> **TEXT BLOCK**
St. Luke was a Gentile convert to Christianity. Gentiles were only invited to join the community years after Jesus’ Resurrection and Ascension. So this means that St. Luke was not an eyewitness, a point that he makes in his introductory statement. As he begins his Gospel, he lays out his purpose for his friend, Theophilus: “Since many have undertaken to compile a narrative of the events that have been fulfilled among us, just as those who were eyewitnesses from the beginning and ministers of the word have handed them down to us, I too have decided, after investigating everything accurately anew, to write it down in an orderly sequence for you, most excellent Theophilus, so that you may realize the certainty of the teachings you have received.”
Today’s passage from the Gospel of St. Luke comes from the last chapter. He has finished his narrative and recorded the events which others had told him about. When he comes to the last chapter, he feels the need to relate how the disciples came to understand the events that occurred at the end of Jesus’ life. This is the genesis of the Emmaus story in which he portrays two disciples returning to their homes feeling dejected and defeated. They had pinned their hopes on Jesus. Then he was crucified. As if that were not enough, now some people were saying that he had risen from the dead. It was too much for them. On their way home, they met a stranger who explained it all to them by interpreting their Scriptures and by sharing a meal with them. Their eyes were opened and they realized that they were going in the wrong direction. They shouldn’t be going home. So they ran to Jerusalem to tell the others that they had a new understanding of Jesus gained through their encounter with him. When they got to Jerusalem, as the story opens today, Jesus appears to the assembled disciples and explains it all again. Jesus’ death was not the end of the story. It was just the beginning. This was all part of God’s plan.
This story has been told over and over again. However, we still need to hear the explanation. The cross of Calvary was part of God’s plan to save us. A humiliating death became a vindicating victory three days later when Jesus rose from the dead. This was not a matter of resuscitation such as we heard of in the story of Lazarus and the daughter of Jairus and the son of the widow of Nain. When Jesus rose from the dead, he was different. He seemed to walk through walls. He appeared suddenly and just as suddenly disappeared. His hands and his feet bore the wounds of crucifixion, but rather than being physical reminders of his execution, they were now badges of honor.

> **QUESTIONS TO ANSWER**
(1) From the text on St. Luke's Gospel, answer each question:
(a) To which friend does St. Luke lay out the purpose of his Gospel?
(b) From which chapter of the Gospel does today's passage come?
(c) Whose stories of resuscitation does the text set apart from Jesus' rising?
(2) Restate word for word the part of the text on St. Luke's Gospel starting with "This story has" and going on through "badges of honor.".

> **SUPPLIED MATERIAL**

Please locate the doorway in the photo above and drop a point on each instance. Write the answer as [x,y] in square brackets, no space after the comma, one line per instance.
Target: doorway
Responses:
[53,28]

> **SOLUTION LIST**
(1)
(a) Theophilus.
(b) The last chapter.
(c) Lazarus, the daughter of Jairus, and the son of the widow of Nain.

(2)
This story has been told over and over again. However, we still need to hear the explanation. The cross of Calvary was part of God’s plan to save us. A humiliating death became a vindicating victory three days later when Jesus rose from the dead. This was not a matter of resuscitation such as we heard of in the story of Lazarus and the daughter of Jairus and the son of the widow of Nain. When Jesus rose from the dead, he was different. He seemed to walk through walls. He appeared suddenly and just as suddenly disappeared. His hands and his feet bore the wounds of crucifixion, but rather than being physical reminders of his execution, they were now badges of honor.